= Stated task =
Each record below should be repeated precisely as written.

-- begin Data for processing --

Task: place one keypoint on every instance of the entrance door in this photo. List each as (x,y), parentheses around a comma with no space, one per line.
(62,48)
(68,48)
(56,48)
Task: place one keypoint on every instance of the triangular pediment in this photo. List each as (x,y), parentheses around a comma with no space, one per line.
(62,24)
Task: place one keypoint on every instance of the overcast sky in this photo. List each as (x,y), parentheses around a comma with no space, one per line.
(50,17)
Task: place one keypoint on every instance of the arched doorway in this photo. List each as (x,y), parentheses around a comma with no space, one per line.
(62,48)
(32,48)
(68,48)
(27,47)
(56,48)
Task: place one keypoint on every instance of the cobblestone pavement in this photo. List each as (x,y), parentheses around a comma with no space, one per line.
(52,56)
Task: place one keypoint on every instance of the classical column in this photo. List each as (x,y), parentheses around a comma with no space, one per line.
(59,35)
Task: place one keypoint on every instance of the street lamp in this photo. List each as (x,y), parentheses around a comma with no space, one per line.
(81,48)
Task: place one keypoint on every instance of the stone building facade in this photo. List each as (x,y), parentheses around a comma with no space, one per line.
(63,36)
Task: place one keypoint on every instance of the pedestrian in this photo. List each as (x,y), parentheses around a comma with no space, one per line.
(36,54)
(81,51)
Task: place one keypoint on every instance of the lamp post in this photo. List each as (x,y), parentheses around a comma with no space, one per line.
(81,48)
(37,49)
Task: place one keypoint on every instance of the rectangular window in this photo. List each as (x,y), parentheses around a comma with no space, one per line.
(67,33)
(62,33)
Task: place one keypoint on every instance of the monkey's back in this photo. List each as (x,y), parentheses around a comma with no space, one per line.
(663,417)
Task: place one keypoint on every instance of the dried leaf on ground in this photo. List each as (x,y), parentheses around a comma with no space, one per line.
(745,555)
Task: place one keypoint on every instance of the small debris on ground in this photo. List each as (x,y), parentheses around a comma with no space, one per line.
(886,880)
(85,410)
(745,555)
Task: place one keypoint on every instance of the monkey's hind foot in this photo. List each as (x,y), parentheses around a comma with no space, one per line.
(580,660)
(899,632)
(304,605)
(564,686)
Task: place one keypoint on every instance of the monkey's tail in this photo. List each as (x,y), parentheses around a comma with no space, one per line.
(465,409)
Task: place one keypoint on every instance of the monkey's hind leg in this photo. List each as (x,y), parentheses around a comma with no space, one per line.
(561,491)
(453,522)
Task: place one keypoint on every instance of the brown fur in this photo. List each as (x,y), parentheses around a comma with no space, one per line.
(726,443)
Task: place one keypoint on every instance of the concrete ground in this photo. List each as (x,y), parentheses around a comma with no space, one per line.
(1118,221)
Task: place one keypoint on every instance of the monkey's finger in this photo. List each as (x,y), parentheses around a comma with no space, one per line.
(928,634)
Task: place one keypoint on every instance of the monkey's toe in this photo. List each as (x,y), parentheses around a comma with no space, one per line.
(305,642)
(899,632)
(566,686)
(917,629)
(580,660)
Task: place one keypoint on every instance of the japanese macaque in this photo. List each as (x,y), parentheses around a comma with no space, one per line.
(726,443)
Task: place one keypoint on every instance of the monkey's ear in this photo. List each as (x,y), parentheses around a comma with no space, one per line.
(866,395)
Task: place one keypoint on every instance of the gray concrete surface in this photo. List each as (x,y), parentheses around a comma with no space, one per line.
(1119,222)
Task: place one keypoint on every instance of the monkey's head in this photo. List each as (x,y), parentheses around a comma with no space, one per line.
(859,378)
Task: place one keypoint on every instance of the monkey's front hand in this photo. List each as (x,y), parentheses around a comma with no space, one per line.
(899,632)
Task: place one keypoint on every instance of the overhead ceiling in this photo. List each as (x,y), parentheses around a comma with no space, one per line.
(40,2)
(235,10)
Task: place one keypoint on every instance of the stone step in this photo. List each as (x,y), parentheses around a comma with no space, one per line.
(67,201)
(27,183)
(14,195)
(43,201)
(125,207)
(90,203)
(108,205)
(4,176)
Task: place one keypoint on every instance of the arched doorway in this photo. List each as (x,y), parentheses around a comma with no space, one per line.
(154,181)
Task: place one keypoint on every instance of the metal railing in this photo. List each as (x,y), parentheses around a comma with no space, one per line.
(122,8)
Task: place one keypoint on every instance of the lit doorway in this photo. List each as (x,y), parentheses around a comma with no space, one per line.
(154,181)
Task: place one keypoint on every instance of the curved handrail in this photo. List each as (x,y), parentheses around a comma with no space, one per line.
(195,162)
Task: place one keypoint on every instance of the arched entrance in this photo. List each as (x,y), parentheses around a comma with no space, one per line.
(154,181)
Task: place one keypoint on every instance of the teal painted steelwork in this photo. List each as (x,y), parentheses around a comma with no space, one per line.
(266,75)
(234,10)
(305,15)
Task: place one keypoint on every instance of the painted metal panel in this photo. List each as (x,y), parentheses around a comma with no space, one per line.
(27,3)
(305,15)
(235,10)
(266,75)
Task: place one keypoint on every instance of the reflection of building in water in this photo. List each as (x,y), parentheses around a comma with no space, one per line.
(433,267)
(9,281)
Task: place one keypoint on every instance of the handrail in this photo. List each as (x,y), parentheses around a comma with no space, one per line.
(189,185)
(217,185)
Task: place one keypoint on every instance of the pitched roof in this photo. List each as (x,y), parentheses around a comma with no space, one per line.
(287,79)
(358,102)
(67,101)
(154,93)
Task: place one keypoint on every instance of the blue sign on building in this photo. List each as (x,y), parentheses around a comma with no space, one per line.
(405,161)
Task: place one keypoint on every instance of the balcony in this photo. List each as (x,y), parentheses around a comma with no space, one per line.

-- end Data for processing --

= Answer to the problem =
Task: place one keypoint on every instance of the entrance door in this photo. List each as (x,y), parentheses around a comma with no space, one per line.
(62,48)
(68,48)
(56,48)
Task: place one keypoint on every instance of the triangular pediment in this photo. List each as (x,y), parentheses around a comma with no space, one per line.
(62,24)
Task: place one keypoint on every instance of the overcast sky in this photo. List each as (x,y), parentheses around a comma with no space, one per line.
(50,17)
Task: place one keypoint on every instance of the arched doorway in this photo. List each as (x,y), parentheses around a comma with no space, one per line.
(62,48)
(32,48)
(68,48)
(27,47)
(56,48)
Task: place one keypoint on every instance of the cobblestone pavement in this photo. List each as (x,y), parentheses around a comma with no space, one per line.
(52,56)
Task: place one keypoint on every instance of the classical column in this photo. List each as (x,y), parentheses around a comma with no space, one per line.
(59,35)
Task: place one keypoint on every instance of the street lamp in this photo. List each as (x,y), parentheses around a comma with no space, one per line.
(81,48)
Task: place one keypoint on every instance of the stone building facade in this photo. List each as (x,y), parentheses around a comma with no space, one per line.
(63,36)
Task: place one keypoint on every instance of the pedestrian in this photo. List each as (x,y), parentheses around a comma with no space, one per line.
(36,54)
(81,51)
Task: place one keypoint on every instance of the lamp post in this photo. List each as (x,y), parentheses around a comma with no space, one per line.
(81,48)
(37,49)
Task: place one keypoint on every instance of the rectangular window in this photo. List each as (x,y), parentheses around a comma with no space, one per line.
(67,33)
(62,33)
Task: place one keypoint on every instance of the monkey's back in this photo. List each as (x,y), parentheses around a comma with no space, one per line.
(663,417)
Task: place one keypoint on every instance of the dried leaf on ground in this photo. List each as (x,y), parentheses around a comma with no space, one per line.
(745,555)
Task: place one keypoint on every instance of the small debris on ground in this photo. List each as (x,y), parentheses around a comma with no space, one per line.
(886,880)
(85,410)
(745,555)
Task: place one keypoint on every instance of the monkey's hind foot in this photo. List each as (x,y), parentheses around a comma with no space, one per line.
(580,660)
(899,632)
(304,605)
(564,686)
Task: place one keypoint on every instance of the monkey's tail in this photo. List each as (x,y), parentheses around a comma with no space, one per line.
(465,409)
Task: place one keypoint on every instance of the monkey's hind leg in this photo. List each as (x,y), parentheses around a comma with no space, one per line.
(561,491)
(453,522)
Task: place one keypoint on every instance of the brown fur in this photo. List each as (x,y), parentheses around a comma with no space, one per line.
(726,443)
Task: place one keypoint on every instance of the concrete ground in this photo. List each as (x,y), parentheses around a comma with no space, one per line.
(1118,221)
Task: place one keypoint on every instance of the monkey's finger in this photo. List each as (x,y), parentheses around a comma with no space, one per line.
(928,634)
Task: place one keypoint on every instance of the monkey's toe in this photo. List each as (x,y), parentheses around a comma with no space, one per line.
(305,642)
(899,632)
(566,686)
(917,629)
(580,660)
Task: place one keypoint on every instance of the japanese macaque in this photo. List each as (x,y), parentheses around a comma with no space, one per line.
(726,443)
Task: place one keypoint on every instance of the monkey's ear in this photo. List each as (x,y), parentheses around a comma with no space, one per line.
(866,395)
Task: place one keypoint on every instance of the gray concrete surface in this photo. List each as (x,y), parentheses around a comma with no space, one per line.
(1119,222)
Task: place one keypoint on every instance of the monkey's head in this photo. List each as (x,y), parentheses around a comma with no space, one per line.
(859,378)
Task: place one keypoint on every instance of the monkey's front hand in this photo. List each as (x,y), parentheses around a comma with no space, one per line.
(899,632)
Task: place one keypoint on every instance of the overhead ceiling in this photo. List each as (x,y), parentheses around a comma with no space, one per line.
(40,2)
(235,10)
Task: place one keypoint on every instance of the stone step in this photo. List each as (x,y), parentheses around a comma with no space, one per line.
(67,201)
(27,183)
(14,195)
(43,201)
(125,207)
(90,203)
(108,205)
(4,176)
Task: place one keypoint on every instance of the arched doorway in this photo. List each as (x,y), parentheses around a comma with no space, one per line.
(154,181)
Task: place one keypoint on every instance of the metal railing in this photo. List each as (x,y), parentheses around a comma with no space, one per line.
(122,8)
Task: place one keypoint on every instance of the lit doorway in this photo. List each as (x,y), parentheses around a comma with no space, one per line.
(154,181)
Task: place one keypoint on every instance of the curved handrail in this photo. List each as (x,y), parentheses around a comma with no space, one per line.
(195,162)
Task: place one keypoint on every instance of the arched entrance in this photo. List each as (x,y), parentheses around a comma with no space, one per line.
(154,181)
Task: place one keypoint on every instance of the teal painted steelwork in this photo. List each as (x,y), parentheses around a comma with no space, one per line.
(266,75)
(234,10)
(305,15)
Task: place one keypoint on every instance of the painted metal panel in this photo. List each as (x,y), parentheses around a comma with no space, one per line.
(27,3)
(305,15)
(235,10)
(266,75)
Task: place one keypoint on every instance of the reflection of building in water in this photo. List each as (x,y), parentheses around a comma with no space, one per line.
(433,267)
(9,281)
Task: place one keypoint on every instance of the handrail in this photo. List each as (x,y), parentheses around a comma with no space, one per line.
(189,185)
(217,185)
Task: place one keypoint on every instance of the pitched roof in this photo. List each as (x,y), parentheses around a comma with no space, one per line.
(287,79)
(358,102)
(67,101)
(154,93)
Task: place one keypoint on every instance of the blue sign on building in this photo. List each as (x,y), parentheses around a comma with no space, one per line.
(405,161)
Task: place one keypoint on every instance of the balcony in this photo. List each as (x,y), parentheses around a comma with no space, one per line.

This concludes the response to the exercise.